THE PROBLEM:
The records that follow need to be output exactly as they are.

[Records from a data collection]
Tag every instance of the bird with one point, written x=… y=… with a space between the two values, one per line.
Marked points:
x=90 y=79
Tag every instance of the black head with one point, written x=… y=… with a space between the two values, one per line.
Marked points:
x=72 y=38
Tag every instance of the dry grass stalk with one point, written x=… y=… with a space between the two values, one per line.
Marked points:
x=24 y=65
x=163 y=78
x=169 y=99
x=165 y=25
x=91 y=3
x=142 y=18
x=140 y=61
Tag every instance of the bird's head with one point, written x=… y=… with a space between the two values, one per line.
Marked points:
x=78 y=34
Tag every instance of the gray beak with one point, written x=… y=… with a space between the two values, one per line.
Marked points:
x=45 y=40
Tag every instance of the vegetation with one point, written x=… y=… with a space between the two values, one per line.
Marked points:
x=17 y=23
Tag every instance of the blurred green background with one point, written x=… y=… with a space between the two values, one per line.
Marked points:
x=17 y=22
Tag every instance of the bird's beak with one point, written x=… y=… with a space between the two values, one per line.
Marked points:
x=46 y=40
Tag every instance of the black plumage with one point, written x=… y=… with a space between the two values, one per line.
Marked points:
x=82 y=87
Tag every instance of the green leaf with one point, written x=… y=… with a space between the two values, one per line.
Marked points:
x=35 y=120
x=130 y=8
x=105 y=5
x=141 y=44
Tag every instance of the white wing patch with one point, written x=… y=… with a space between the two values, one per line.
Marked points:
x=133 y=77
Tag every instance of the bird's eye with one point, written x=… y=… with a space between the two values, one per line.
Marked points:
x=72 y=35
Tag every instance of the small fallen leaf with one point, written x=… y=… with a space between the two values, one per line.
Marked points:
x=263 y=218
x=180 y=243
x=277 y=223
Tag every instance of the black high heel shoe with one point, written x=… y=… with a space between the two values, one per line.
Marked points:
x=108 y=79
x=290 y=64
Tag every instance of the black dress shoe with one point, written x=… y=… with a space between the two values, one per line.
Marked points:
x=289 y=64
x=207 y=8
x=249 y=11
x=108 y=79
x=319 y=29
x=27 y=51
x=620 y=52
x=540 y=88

SOLUTION TO THIS EXERCISE:
Tag every instance of the bird with one point, written x=… y=… with a space between the two values, one per line.
Marked points:
x=90 y=79
Tag every instance of the black head with one point, written x=… y=… with a space between the two values, one per line.
Marked points:
x=72 y=38
Tag every instance of the dry grass stalk with one point, written x=… y=… with a space between the two values, one per line.
Marked points:
x=24 y=65
x=163 y=78
x=169 y=99
x=165 y=25
x=91 y=3
x=142 y=18
x=140 y=61
Tag every instance of the bird's head with one point, written x=… y=… with a space between the two values, one per line.
Marked points:
x=78 y=34
Tag every instance of the gray beak with one point, written x=… y=… with a space between the two values, one per line.
Marked points:
x=45 y=40
Tag every instance of the vegetation with one point, written x=… y=… with a space between the two values, one per line.
Marked points:
x=17 y=23
Tag every instance of the blurred green background with one point, written x=… y=… with a space between the two values, one per line.
Marked points:
x=17 y=22
Tag every instance of the bird's beak with one point, written x=… y=… with a space between the two values, one per line.
Marked points:
x=46 y=40
Tag every instance of the black plumage with one point, written x=… y=… with a space between the two values, one per line.
Marked points:
x=82 y=87
Tag every instance of the green leaf with one point, written x=… y=… with a space between the two values, one per line.
Marked points:
x=35 y=120
x=130 y=8
x=105 y=5
x=141 y=44
Tag every instance of the white wing patch with one point, written x=… y=… with a space between the two values, one per line.
Marked points:
x=133 y=77
Tag every instance of the bird's eye with one point, written x=… y=… with a space between the two values, one per line.
Marked points:
x=72 y=35
Tag every instance of the small fallen leaf with one point, written x=… y=… with a space between the two values, one per line.
Marked points:
x=263 y=218
x=180 y=243
x=277 y=223
Tag every instance of the black high heel shoe with one point, written x=… y=… with a space between the two values, one per line.
Marked points:
x=108 y=79
x=290 y=64
Tag every instance of the black dress shoe with one point, written x=… y=… with a space between the two values, one per line.
Marked points:
x=289 y=64
x=207 y=8
x=249 y=11
x=108 y=79
x=319 y=29
x=27 y=51
x=620 y=52
x=540 y=88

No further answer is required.